▸ **Material provided**
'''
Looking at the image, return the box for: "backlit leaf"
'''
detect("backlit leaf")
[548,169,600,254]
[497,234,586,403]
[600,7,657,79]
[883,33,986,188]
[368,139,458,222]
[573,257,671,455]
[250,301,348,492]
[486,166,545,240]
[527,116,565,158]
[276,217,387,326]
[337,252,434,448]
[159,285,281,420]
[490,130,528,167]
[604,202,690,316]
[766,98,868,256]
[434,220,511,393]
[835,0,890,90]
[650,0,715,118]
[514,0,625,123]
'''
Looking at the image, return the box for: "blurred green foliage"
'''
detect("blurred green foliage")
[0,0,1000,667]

▸ **What the exercise asks**
Set down the entries above again, word for word.

▸ **Expected answer**
'''
Looking at the image, return the box for: "backlit leaf"
'''
detect("backlit leaf")
[548,169,600,254]
[497,234,586,403]
[600,7,657,79]
[883,33,986,188]
[368,139,458,222]
[573,257,671,455]
[250,301,348,492]
[486,166,545,240]
[527,116,565,158]
[276,217,387,326]
[337,252,434,448]
[159,285,281,420]
[490,130,528,167]
[604,202,690,316]
[766,98,868,256]
[434,220,511,393]
[835,0,890,90]
[650,0,715,118]
[514,0,625,123]
'''
Looking at the image, return the box for: "blurred green foliage"
'''
detect("blurred green foliage")
[0,0,1000,667]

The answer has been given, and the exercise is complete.